[Task requirements] Copy the lines of the data from the one holding "Mark the green foliage with a point." through the one holding "(1078, 214)", inclusive, keeping the requests, and scale every point coordinate by 2.05, rounding to whole numbers with halves rounded up. Give only those lines.

A block of data
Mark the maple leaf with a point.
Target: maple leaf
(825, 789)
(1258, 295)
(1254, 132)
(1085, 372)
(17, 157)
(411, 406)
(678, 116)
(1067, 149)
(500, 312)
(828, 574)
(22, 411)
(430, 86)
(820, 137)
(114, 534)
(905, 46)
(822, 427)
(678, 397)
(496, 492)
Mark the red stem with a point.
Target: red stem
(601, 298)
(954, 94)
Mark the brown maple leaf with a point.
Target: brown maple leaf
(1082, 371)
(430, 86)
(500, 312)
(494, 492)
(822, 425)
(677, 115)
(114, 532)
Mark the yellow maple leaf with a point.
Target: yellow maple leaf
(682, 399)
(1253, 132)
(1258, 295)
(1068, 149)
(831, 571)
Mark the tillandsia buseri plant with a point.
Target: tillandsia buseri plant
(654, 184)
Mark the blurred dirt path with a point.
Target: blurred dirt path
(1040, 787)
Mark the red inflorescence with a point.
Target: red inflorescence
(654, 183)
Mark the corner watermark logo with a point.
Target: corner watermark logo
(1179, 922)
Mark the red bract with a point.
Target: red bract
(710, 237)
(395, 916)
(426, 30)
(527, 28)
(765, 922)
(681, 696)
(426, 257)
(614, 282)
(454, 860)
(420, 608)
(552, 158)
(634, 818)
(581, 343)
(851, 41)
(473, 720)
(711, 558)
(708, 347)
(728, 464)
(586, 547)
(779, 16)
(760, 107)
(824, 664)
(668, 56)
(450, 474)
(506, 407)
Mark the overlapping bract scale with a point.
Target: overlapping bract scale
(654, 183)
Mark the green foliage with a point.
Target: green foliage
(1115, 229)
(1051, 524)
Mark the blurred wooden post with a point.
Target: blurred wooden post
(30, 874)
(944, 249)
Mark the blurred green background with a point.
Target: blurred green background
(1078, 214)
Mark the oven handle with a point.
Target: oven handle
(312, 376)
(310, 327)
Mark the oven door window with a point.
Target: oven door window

[Result of the exercise]
Mark the green foliage with a point.
Target: green foliage
(2286, 469)
(2155, 1074)
Mark the blurred wooden post with a point.
Target: blurred wooden post
(62, 1792)
(1935, 510)
Mark the blurred green background with a point.
Target: blurred green background
(2210, 439)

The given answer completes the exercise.